• Short exercise a: In the build guide, which test suite had memory leaks in the memory testing nightly build for r13190?
┌─ Text section
ChasteGuides/AutomatedBuildGuide

Fixing bad commits

Or, how to understand the automated emails telling you something's wrong, and what to do about them. Also covers how to fix nightly test failures.

See also ChasteGuides/BestPracticeGuide.

1. Is the "bad commit" my fault?

Broken builds

If you see Build failed (check build log for ": ***"). then this is a broken build. A broken build (that is, broken compilation) is more serious than broken tests. It potentially means that there will be no nightly test results, and will probably interfere with the work of every other Chaste developer until it is fixed. Check the build log for strings matching ": ***"

Broken tests

2. Nightly tests

Here we list some common causes of nightly test failures (with specific examples) and how to fix them.

Memory testing

A common cause of memory leaks is forgetting to delete a new pointer at the end of a test. We now provide an example of this type of memory leak and how to fix it. The memory testing nightly build for r13190 failed 1 out of 256 test suites. Memory leaks were found in the TestForces test suite. Part of the output for this test suite is shown below:

160 bytes in 1 blocks are definitely lost in loss record 3 of 6
   at 0x4C23809: operator new(unsigned long) (vg_replace_malloc.c:230)
   by 0x7FB662: TestForces::TestRepulsionForceMethods() (TestForces.hpp:678)
   by 0x7FCD57: TestDescription_TestForces_TestRepulsionForceMethods::runTest() (TestForcesRunner.cpp:73)
   by 0x718E39: CxxTest::RealTestDescription::run() (RealDescriptions.cpp:96)
   by 0x742FDB: CxxTest::TestRunner::runTest(CxxTest::TestDescription&) (TestRunner.h:74)
   by 0x7430B7: CxxTest::TestRunner::runSuite(CxxTest::SuiteDescription&) (TestRunner.h:61)
   by 0x7C6704: CxxTest::TestRunner::runWorld() (TestRunner.h:46)
└─
• Short exercise b: How many lines of the records contain the string "shape", matching case exactly? Reply with the number alone.
┌─ Task data
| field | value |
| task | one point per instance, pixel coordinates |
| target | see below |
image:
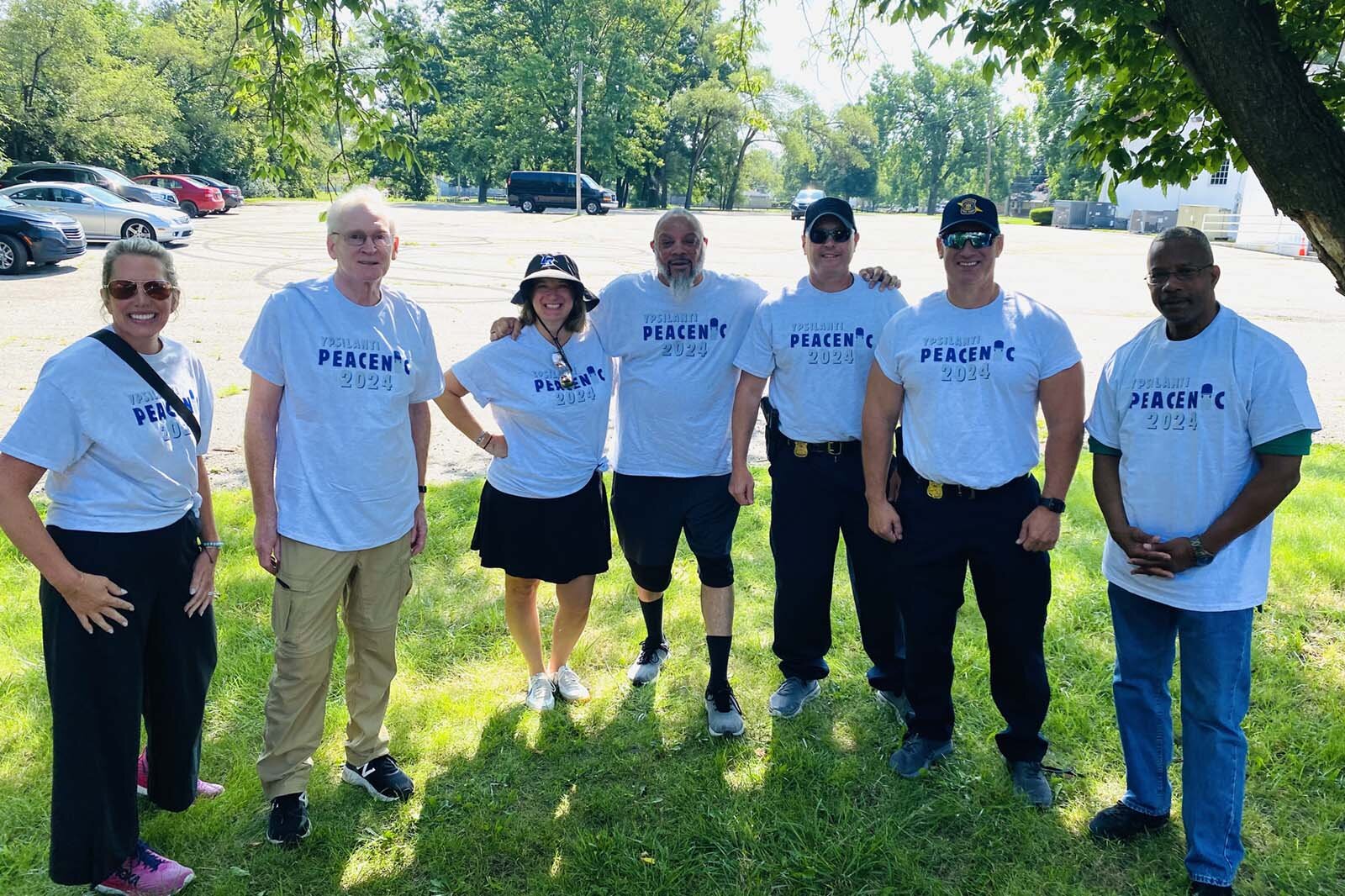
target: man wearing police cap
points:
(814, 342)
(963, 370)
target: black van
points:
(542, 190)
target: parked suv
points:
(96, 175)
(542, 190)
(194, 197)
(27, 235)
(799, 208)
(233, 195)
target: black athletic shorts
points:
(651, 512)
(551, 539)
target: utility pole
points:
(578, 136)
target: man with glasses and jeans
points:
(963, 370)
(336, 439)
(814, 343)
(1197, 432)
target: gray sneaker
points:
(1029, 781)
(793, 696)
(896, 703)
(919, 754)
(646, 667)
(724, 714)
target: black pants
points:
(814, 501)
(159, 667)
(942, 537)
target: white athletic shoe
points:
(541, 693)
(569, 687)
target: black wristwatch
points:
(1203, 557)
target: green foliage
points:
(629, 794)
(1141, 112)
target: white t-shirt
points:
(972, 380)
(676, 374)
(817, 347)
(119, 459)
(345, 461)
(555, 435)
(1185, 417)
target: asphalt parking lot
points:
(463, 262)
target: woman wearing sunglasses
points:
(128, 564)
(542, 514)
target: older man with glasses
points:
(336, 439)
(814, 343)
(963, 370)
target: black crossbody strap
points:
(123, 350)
└─
┌─ Task data
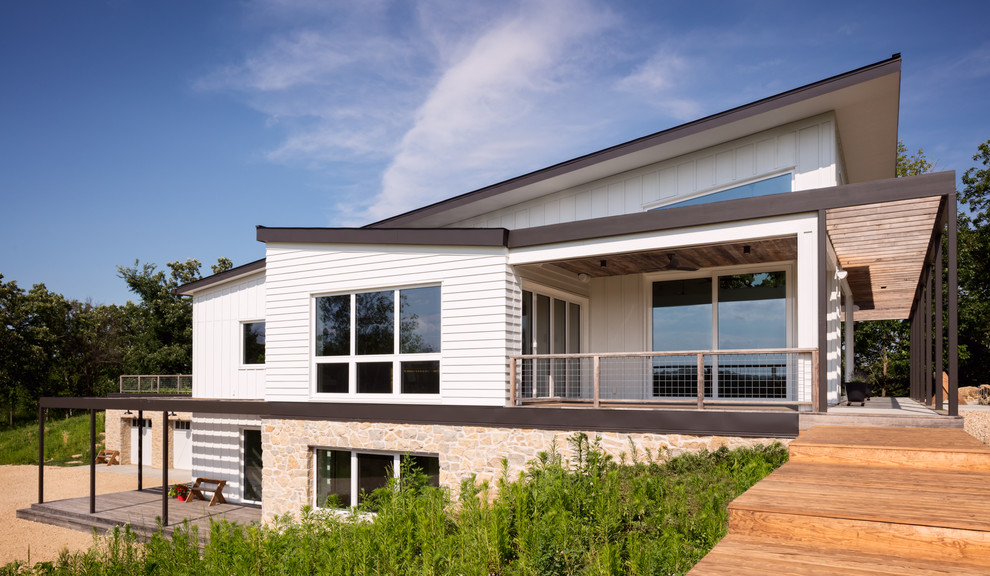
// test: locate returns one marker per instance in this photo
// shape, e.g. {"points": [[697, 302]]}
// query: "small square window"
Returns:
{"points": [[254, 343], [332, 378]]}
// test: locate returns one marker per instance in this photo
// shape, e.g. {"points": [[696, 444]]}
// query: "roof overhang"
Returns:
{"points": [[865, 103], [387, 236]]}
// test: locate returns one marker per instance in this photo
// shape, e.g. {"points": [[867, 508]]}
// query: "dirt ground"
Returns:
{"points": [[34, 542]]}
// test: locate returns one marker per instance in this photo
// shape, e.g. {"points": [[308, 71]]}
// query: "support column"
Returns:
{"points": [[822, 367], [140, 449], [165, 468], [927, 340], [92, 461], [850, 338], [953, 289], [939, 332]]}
└─
• Exercise response a: TestForces

• Exercise response b: 4